- Source passage
----------------------------------------

Sunday, June 16, 2013

Assessing reading



Assessing Reading... For Real


I think we have all supposed students know how to read when they come into our classrooms, and why not? how difficult is it? if they read in Spanish, they sure know how to read in English, right? This skill feels so natural to us that we never stop to think about all the cognitive processes that co-exist behind it, and so we end up being so unfair to our students, sometimes they don't even know how to read in their native language!
W forget that reading implies not only putting letters and words together but the understanding of what is being read and the strategies used to reach such understanding; there is a set of micro and macroskills we use without even knowing we do. 

 
At reading Brown's (2000) chapter on assessing reading, which is "the most essential skill for success on all educational contexts..." I have come to realize all the terrible job I have been doing at assessing my poor students who have encountered the least meaningful, unauthentic reading tasks. I had never stop to carefully think of the criterion and principles an assessment task should meet! Authenticity, reliability, validity and washback were not in the back of my mind at planning a task; practicality, however, was always one of the main concerns.

----------------------------------------

- Information provided
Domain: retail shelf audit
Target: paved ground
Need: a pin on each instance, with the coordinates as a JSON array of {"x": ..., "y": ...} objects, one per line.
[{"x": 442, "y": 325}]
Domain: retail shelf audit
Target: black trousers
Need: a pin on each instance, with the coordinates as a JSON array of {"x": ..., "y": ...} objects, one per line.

----------------------------------------

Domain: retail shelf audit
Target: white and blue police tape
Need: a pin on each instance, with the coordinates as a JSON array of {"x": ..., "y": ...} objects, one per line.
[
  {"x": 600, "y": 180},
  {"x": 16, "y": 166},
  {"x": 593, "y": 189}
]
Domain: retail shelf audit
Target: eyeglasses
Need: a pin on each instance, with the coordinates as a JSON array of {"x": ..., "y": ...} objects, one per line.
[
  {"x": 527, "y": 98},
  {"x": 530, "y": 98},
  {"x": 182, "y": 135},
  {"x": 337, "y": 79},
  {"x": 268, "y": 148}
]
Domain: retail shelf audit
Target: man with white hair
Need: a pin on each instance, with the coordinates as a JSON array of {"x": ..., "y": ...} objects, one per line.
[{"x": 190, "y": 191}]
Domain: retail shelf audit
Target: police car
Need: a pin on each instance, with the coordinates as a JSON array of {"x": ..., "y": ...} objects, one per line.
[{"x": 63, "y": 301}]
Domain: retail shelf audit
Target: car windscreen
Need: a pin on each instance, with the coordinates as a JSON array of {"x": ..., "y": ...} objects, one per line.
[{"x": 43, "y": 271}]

----------------------------------------

- Problem 1
In the blog post on assessing reading, translate this sentence into Spanish: "Authenticity, reliability, validity and washback were not in the back of my mind at planning a task; practicality, however, was always one of the main concerns."
- Problem 2
Answer these questions from the blog post on assessing reading:
(a) On what date was the post published?
(b) In which language does the post suppose students already read, leading teachers to assume they can also read in English?
(c) What is the year given for Brown's chapter on assessing reading?
- Problem 3
Carry the blog post on assessing reading forward from its final sentence.

- Exercise response 1
La autenticidad, la confiabilidad, la validez y el efecto retroactivo no estaban presentes en mi mente al planificar una tarea; la practicidad, sin embargo, siempre fue una de las principales preocupaciones.

- Exercise response 2
(a) Sunday, June 16, 2013
(b) Spanish
(c) 2000

- Exercise response 3
As fundamental as this skill is in the learning process, as difficult it is to assess since it has an "unobservable nature" (Brown, 2012); how do we know that a learner is "reading" ? how do we know, for sure, that they are comprehending what is in front of them? is it possible to know if, and when they are using top-down and bottom-up processing? and if they are, how do we realize if they are using them on the right moment, with the right type?

I am pretty sure that we can all spend a little longer of our time and come up with tasks that are meaningful for our students, that catch their attention, that emulate real life and awake their creativity, their critical thinking!  Tasks that meet, at least, the principles of washback, validity, and authenticity, that are more within our hands than reliability sometimes is; I would even dare saying that it is worth to sacrifice some practicality, at least at early stages, to make sure our students are learning how to read, are comprehending, and acquiring the skills to  reach full understanding. 

Finally and more importantly, I think we should establish some system in which students are required to read regularly, a reading club, a monthly debate about a book, etc. We can help them realize reading is such a wonderful activity! we all have that one book that made us dream, imagine, cry, and laugh; that awoke the passion for opening a book and feeling the smell of the pages, and their texture (the older the better!), that we couldn't stop reading, and we felt so thorn for reaching the end: the ambiguity of wanting to reach the climax of the story but the dreadful, devastating feeling of it being over. In this globalized world where video games, T.V's, and internet are the ultimate parenting tool, it is necessary to be the means through which children connect, and see the wonder and the joy of reading.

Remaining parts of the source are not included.